__TASK A__. Locate each of the rows below that contains the word "dark" and copy every such line. Case counts.

__SELECTED EXTRACT__.
********************

Land
We Engineered This Housing Crisis — It Didn’t Just Happen
Metro housing policy has become a self-defeating maze. The Builder's Daily contributor Scott Cox helps us with data, wisdom, and courage to map the math, myths, and real path forward.

The housing affordability crisis gripping metro Denver is not a failure of the free market. It’s not the result of greedy builders or an accident of economic fate.
It’s the output of a set of deliberate choices—decades in the making—and a refusal to take seriously the math of what it takes to build homes people can afford.
And Denver is just one face of a national pattern. From Portland to Phoenix, Austin to Atlanta, local, state, and federal housing policy interventions—often well-intentioned — are multiplying the very problem they claim and aim to solve.

Scott Cox, one of the smartest land and capital strategists in the U.S. homebuilding sector and a contributor to The Builder’s Daily, lays out the clearest roadmap we’ve seen of how we got here.
And how we keep digging the hole deeper.

********************

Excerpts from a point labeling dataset
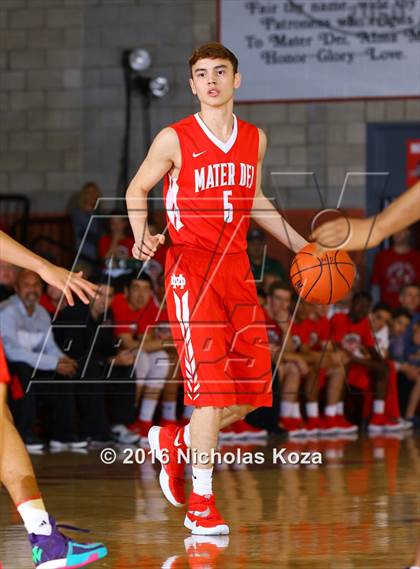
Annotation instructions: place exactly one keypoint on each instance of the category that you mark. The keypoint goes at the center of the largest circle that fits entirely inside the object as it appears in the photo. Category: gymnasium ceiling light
(139, 59)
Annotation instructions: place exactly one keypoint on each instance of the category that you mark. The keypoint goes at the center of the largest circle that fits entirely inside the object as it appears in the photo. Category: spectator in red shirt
(353, 337)
(292, 367)
(136, 316)
(322, 364)
(395, 267)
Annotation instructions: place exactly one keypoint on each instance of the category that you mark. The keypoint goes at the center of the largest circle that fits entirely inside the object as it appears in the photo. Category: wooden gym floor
(359, 509)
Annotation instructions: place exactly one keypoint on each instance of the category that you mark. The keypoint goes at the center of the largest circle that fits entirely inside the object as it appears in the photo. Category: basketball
(322, 278)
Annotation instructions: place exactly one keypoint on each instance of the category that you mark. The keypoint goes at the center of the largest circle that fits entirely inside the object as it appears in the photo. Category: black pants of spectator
(121, 387)
(51, 389)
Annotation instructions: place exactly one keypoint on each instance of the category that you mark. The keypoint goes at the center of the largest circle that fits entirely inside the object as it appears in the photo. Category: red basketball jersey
(208, 205)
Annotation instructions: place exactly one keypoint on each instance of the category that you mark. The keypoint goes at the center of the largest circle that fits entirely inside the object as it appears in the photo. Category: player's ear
(193, 87)
(237, 80)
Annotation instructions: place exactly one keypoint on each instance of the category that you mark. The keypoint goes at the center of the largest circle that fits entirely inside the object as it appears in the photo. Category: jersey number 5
(227, 206)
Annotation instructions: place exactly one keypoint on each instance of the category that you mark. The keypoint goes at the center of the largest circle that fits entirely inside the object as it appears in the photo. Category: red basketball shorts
(218, 328)
(4, 370)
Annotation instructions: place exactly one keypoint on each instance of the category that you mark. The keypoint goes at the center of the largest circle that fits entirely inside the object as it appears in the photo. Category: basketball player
(212, 163)
(50, 548)
(353, 234)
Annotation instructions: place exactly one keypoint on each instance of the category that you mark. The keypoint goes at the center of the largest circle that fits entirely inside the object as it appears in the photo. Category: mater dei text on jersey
(224, 174)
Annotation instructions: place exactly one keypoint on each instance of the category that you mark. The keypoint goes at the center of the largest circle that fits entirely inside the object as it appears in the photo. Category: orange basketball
(322, 278)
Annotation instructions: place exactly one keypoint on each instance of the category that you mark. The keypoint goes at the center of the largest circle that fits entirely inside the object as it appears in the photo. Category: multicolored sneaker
(203, 518)
(56, 551)
(165, 444)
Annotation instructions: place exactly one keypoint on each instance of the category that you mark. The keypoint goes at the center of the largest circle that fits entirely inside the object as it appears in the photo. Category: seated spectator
(86, 332)
(114, 248)
(259, 261)
(380, 318)
(36, 359)
(310, 335)
(394, 268)
(352, 336)
(292, 367)
(53, 300)
(135, 315)
(8, 275)
(413, 359)
(399, 349)
(87, 231)
(409, 298)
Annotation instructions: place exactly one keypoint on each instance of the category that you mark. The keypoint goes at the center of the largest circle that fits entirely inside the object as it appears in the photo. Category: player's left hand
(147, 247)
(68, 282)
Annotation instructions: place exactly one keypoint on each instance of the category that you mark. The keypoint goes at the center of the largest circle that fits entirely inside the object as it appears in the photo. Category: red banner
(413, 162)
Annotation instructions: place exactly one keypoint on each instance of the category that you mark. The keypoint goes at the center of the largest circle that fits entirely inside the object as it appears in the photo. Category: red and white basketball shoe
(168, 422)
(344, 426)
(166, 444)
(203, 518)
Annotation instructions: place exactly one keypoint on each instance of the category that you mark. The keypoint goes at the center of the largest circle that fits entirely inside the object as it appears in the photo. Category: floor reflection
(359, 508)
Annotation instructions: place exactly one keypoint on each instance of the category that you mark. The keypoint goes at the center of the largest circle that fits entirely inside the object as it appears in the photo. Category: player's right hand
(147, 247)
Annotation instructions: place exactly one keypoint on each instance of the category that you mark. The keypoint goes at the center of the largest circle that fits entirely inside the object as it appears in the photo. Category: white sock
(312, 409)
(286, 409)
(35, 517)
(202, 481)
(296, 411)
(147, 409)
(169, 410)
(379, 406)
(187, 437)
(188, 411)
(330, 410)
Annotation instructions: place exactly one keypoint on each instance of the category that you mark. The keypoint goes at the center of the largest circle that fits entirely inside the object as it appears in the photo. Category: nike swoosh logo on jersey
(198, 514)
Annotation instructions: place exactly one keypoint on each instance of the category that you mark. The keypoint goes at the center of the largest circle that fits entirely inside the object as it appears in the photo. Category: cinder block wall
(62, 102)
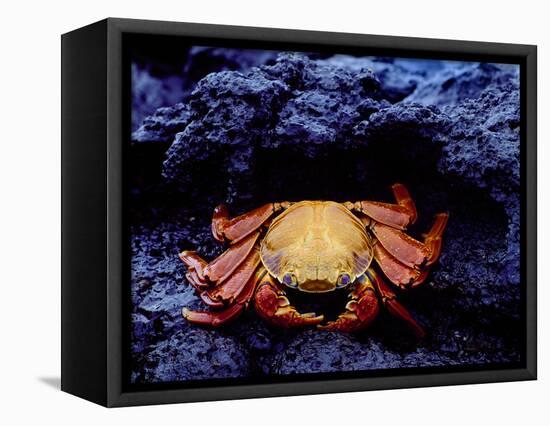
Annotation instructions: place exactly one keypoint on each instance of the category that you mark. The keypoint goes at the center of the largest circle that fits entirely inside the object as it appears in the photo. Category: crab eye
(290, 280)
(344, 280)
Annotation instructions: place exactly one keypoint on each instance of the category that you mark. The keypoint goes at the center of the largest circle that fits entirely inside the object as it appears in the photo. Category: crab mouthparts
(316, 286)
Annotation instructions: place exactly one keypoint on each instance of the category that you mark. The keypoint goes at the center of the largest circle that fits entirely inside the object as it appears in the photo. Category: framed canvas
(252, 212)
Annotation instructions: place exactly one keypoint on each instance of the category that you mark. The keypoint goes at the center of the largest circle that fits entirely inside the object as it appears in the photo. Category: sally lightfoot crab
(315, 247)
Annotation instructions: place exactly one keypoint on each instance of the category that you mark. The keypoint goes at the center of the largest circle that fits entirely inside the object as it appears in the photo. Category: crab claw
(272, 305)
(360, 310)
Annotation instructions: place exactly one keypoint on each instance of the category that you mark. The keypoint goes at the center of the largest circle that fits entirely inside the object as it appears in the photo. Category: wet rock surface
(338, 128)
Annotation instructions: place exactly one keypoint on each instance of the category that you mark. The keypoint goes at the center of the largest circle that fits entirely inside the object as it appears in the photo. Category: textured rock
(336, 128)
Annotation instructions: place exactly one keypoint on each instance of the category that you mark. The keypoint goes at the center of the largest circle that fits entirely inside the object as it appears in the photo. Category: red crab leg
(406, 249)
(392, 305)
(224, 265)
(360, 310)
(241, 226)
(228, 290)
(397, 273)
(195, 267)
(216, 319)
(273, 306)
(399, 215)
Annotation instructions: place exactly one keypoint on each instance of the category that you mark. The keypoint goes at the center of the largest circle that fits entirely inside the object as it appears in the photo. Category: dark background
(212, 125)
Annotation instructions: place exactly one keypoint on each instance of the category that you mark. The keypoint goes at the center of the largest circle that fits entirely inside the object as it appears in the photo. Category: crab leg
(223, 266)
(272, 305)
(227, 291)
(399, 215)
(241, 226)
(195, 269)
(216, 319)
(392, 305)
(406, 249)
(397, 273)
(360, 310)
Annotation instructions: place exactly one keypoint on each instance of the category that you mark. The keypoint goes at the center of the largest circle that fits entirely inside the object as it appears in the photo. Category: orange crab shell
(317, 242)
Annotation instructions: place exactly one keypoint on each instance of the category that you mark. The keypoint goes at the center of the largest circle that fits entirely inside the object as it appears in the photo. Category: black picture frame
(93, 229)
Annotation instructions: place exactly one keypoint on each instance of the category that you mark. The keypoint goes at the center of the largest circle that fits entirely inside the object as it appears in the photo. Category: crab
(314, 247)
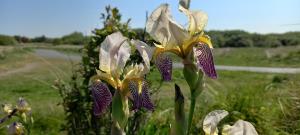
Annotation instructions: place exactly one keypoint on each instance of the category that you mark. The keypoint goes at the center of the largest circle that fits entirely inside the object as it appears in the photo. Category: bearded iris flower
(114, 53)
(16, 128)
(212, 119)
(186, 43)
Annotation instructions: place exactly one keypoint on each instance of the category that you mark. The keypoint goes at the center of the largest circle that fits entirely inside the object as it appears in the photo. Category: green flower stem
(194, 78)
(191, 111)
(179, 127)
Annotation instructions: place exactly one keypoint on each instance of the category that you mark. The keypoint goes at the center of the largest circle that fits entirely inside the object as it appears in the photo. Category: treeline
(238, 38)
(75, 38)
(230, 38)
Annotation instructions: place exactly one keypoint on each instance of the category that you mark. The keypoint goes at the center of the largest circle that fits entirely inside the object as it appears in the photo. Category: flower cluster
(128, 80)
(190, 44)
(22, 111)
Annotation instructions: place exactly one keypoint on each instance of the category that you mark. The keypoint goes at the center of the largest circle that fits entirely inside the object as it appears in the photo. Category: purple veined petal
(205, 61)
(102, 97)
(164, 64)
(133, 87)
(140, 100)
(146, 101)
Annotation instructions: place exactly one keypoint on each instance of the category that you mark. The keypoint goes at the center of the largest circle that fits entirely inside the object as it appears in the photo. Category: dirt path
(25, 68)
(252, 69)
(48, 54)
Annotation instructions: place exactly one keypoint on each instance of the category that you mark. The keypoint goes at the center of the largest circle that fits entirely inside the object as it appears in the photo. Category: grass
(288, 56)
(274, 57)
(269, 101)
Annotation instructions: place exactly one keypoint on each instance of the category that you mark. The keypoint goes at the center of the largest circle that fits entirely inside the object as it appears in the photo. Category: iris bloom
(186, 43)
(23, 106)
(16, 128)
(114, 53)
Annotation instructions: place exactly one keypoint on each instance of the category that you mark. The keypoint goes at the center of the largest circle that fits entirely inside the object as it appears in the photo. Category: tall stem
(191, 111)
(194, 78)
(116, 129)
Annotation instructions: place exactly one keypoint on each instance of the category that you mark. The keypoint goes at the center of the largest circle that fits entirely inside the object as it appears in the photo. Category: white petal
(134, 71)
(211, 121)
(164, 29)
(239, 128)
(185, 3)
(197, 19)
(145, 51)
(114, 52)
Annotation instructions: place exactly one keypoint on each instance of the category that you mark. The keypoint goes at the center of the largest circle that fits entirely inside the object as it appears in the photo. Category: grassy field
(270, 57)
(270, 101)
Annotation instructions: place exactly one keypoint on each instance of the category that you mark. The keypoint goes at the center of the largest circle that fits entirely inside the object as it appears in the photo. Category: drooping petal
(164, 65)
(16, 128)
(211, 121)
(239, 128)
(113, 54)
(204, 58)
(164, 29)
(23, 106)
(140, 95)
(145, 51)
(197, 19)
(102, 97)
(185, 3)
(146, 101)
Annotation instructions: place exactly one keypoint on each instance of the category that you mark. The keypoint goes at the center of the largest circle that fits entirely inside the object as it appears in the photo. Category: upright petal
(185, 3)
(164, 65)
(145, 51)
(16, 128)
(23, 106)
(211, 121)
(204, 59)
(102, 97)
(113, 54)
(164, 29)
(239, 128)
(140, 94)
(197, 19)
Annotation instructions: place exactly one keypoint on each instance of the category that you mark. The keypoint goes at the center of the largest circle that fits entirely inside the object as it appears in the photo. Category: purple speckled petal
(164, 65)
(102, 97)
(205, 60)
(140, 99)
(146, 101)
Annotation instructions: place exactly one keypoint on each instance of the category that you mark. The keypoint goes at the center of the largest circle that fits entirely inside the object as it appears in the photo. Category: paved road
(55, 54)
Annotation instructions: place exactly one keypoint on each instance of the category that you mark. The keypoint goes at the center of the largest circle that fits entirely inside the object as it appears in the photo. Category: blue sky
(54, 18)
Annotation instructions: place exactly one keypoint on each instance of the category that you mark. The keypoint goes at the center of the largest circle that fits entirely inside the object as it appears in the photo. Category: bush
(7, 40)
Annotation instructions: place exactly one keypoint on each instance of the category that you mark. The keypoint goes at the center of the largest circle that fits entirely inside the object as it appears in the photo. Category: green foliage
(238, 38)
(86, 122)
(7, 40)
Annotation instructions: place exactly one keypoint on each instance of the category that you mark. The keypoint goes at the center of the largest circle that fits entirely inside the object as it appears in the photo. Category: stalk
(191, 111)
(116, 129)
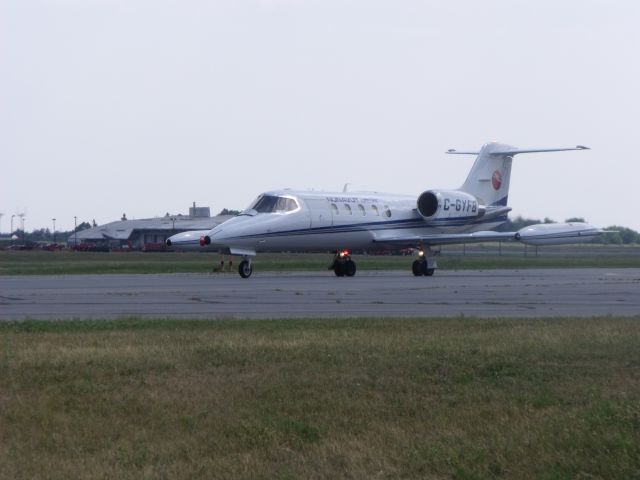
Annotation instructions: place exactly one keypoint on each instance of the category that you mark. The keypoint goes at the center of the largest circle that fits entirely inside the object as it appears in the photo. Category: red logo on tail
(496, 180)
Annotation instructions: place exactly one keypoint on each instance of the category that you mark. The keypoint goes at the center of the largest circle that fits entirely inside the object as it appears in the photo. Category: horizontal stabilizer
(514, 151)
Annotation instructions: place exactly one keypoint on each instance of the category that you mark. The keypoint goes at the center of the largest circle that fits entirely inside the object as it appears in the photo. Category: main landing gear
(425, 265)
(342, 264)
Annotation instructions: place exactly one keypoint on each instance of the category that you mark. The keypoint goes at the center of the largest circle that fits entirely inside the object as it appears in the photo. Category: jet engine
(441, 204)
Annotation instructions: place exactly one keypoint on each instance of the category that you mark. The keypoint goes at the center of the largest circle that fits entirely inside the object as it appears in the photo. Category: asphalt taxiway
(491, 293)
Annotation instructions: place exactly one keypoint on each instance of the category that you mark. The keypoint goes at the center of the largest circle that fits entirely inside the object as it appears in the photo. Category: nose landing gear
(245, 269)
(342, 265)
(426, 264)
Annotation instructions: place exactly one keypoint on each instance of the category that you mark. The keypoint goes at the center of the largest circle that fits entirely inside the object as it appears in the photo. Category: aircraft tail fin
(489, 177)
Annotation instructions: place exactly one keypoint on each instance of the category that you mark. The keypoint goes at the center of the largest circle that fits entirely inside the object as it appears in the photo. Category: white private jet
(303, 221)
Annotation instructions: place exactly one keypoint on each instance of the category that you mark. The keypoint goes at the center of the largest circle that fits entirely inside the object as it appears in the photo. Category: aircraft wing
(443, 239)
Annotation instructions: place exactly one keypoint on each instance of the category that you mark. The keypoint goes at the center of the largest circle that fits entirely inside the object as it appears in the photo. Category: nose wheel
(342, 265)
(245, 269)
(426, 264)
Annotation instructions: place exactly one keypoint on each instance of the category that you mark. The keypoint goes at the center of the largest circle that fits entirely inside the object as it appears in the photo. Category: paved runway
(491, 293)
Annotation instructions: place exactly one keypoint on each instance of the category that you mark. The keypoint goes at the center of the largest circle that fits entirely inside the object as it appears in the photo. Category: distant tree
(83, 226)
(226, 211)
(621, 236)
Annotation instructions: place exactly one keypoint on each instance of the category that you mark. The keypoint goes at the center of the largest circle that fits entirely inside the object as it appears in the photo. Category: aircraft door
(320, 213)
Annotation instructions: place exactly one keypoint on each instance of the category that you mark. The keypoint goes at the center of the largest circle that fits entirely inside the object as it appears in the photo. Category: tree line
(622, 235)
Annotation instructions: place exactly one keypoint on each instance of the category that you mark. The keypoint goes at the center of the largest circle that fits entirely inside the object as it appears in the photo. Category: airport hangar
(149, 234)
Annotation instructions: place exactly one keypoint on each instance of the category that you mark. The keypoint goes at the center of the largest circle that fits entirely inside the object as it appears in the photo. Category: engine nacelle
(557, 233)
(439, 204)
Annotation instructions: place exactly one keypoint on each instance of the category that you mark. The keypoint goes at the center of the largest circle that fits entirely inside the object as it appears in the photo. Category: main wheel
(418, 268)
(245, 269)
(350, 268)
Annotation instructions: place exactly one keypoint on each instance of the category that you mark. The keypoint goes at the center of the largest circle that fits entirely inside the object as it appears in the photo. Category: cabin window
(273, 203)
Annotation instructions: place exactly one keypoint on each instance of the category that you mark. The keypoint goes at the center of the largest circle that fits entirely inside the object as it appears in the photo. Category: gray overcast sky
(143, 106)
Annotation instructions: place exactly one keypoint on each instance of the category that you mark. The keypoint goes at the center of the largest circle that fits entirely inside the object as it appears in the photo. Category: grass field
(462, 399)
(478, 257)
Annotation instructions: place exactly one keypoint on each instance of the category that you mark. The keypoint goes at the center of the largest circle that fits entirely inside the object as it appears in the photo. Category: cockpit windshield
(273, 204)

********************

__TASK B__. Take the article above on metro Denver's housing crisis further, continuing from its last sentence.

__REPLY A__.
Annotation instructions: place exactly one keypoint on each instance of the category that you mark. The keypoint goes at the center of the largest circle that fits entirely inside the object as it appears in the photo. Category: dark background

__REPLY B__.
In a presentation titled Choices Have Consequences, Cox pulls no punches. His argument is simple:
We are a result of our choices, not chance.”
The Numbers Don’t Lie
Start with the mismatch. Since 2010, the Denver MSA has added 32,000 jobs per year, but has averaged just 20,000 housing permits annually. That’s a deficit of 7,000 homes per year, every year, for over a decade.
The shortfall is even more glaring in single-family housing. Based on job growth and a balanced market assumption (a 2:1 job-to-SF ratio), the metro is 74,000 single-family homes short.
Single-family homes become a luxury good,” Cox writes. We’re doing everything California did to get in trouble—and trying the same failed solutions.”
Meanwhile, the stated demand hasn’t changed: 80% of the population still wants to own a single-family home. Denver’s homeownership rate has dropped to 64%, and it's heading south fast.
Scapegoats and Lazy Thinking
Cox dismantles the familiar narratives that get hauled out to explain the affordability crisis:
- "Builders make too much money.” But typical margins are 8–10%. “Taking 10% off the price wouldn’t fix our problems, even if it were possible.”
- “We’re building the wrong stuff.” Yet vacancy rates are historically low.
- “Public builders have too much market share.” They prioritize velocity over price. That’s not bad for affordability—it helps.
And the most persistent myth of all? Sprawl.
Cox argues that “sprawl” has become shorthand for “no suburban housing.” Yet Denver averages just 3.5 units per acre. Suburban builders typically seek 6–15 units per acre but often get rejected.
Why is building denser than existing cities called ‘sprawl’?”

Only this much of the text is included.